### GOAL OF THE EXERCISE
Pull out each row below that contains the word "wall" and copy it unchanged.

■ ■ ■ ■

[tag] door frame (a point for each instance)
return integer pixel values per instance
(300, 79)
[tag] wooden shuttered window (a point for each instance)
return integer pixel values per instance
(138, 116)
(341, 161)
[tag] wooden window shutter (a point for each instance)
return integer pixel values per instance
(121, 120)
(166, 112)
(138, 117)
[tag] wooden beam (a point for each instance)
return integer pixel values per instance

■ ■ ■ ■

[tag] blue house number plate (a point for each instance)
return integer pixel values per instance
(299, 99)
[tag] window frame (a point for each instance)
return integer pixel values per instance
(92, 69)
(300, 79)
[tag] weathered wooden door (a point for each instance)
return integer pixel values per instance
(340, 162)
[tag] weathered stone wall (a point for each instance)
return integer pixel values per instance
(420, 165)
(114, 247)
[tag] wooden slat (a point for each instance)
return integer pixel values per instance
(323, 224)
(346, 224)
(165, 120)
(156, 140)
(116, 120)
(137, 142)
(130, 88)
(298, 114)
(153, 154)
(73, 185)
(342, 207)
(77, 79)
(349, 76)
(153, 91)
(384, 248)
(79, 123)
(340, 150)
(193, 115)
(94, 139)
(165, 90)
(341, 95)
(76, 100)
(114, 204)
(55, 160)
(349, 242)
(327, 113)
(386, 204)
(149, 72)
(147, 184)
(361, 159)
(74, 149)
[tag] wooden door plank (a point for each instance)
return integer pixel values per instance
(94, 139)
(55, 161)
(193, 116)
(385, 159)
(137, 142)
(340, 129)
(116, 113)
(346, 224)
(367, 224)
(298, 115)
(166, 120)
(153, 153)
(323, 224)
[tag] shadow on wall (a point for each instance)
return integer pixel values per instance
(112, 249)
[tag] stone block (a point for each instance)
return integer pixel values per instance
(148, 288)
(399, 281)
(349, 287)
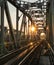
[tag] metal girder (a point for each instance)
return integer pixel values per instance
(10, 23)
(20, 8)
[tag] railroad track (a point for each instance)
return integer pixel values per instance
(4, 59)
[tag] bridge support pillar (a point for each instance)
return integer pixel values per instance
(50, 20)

■ ■ ■ ■

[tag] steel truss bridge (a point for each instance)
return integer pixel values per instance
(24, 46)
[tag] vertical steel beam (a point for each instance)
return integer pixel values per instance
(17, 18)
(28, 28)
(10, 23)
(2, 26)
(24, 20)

■ ■ ■ ■

### FINISHED ANSWER
[tag] weathered stone wall (a point for each instance)
[tag] shadow on wall (a point for each instance)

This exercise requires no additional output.